## [Assignment]
Please, could you print all the lines below exactly, leaving out the pictures?

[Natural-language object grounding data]
= = =

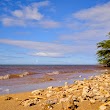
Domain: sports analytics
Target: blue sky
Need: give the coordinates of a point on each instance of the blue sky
(52, 31)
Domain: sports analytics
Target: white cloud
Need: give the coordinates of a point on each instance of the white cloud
(47, 54)
(29, 16)
(49, 24)
(28, 12)
(50, 47)
(96, 14)
(91, 24)
(11, 22)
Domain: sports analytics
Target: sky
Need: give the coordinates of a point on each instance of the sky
(52, 31)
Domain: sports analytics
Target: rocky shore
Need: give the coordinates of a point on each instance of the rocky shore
(91, 94)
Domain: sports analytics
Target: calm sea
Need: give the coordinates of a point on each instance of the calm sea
(41, 76)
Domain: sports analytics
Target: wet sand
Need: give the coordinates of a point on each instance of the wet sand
(91, 94)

= = =

## [Your solution]
Domain: sports analytics
Target: blue sky
Need: give the coordinates of a point on each instance of the blue sky
(52, 31)
Domain: sports analytics
Target: white cloud
Need: give the coordinates of a point on each instance of the white cloud
(47, 54)
(29, 16)
(49, 24)
(28, 12)
(50, 47)
(96, 14)
(91, 24)
(11, 22)
Domain: sports analytics
Target: sky
Need: give the coordinates of a point on each instance of the sky
(52, 31)
Domain: sports analytics
Target: rocky shore
Need: give the coordinates of a point on each instance of the rocky shore
(91, 94)
Domain: sports analytics
Target: calm sea
Need: give the coordinates of a point on each instance of the calm sea
(41, 76)
Domain: sports analytics
Target: wet sand
Need: give the coordinates of a point on each instance of the wet sand
(91, 94)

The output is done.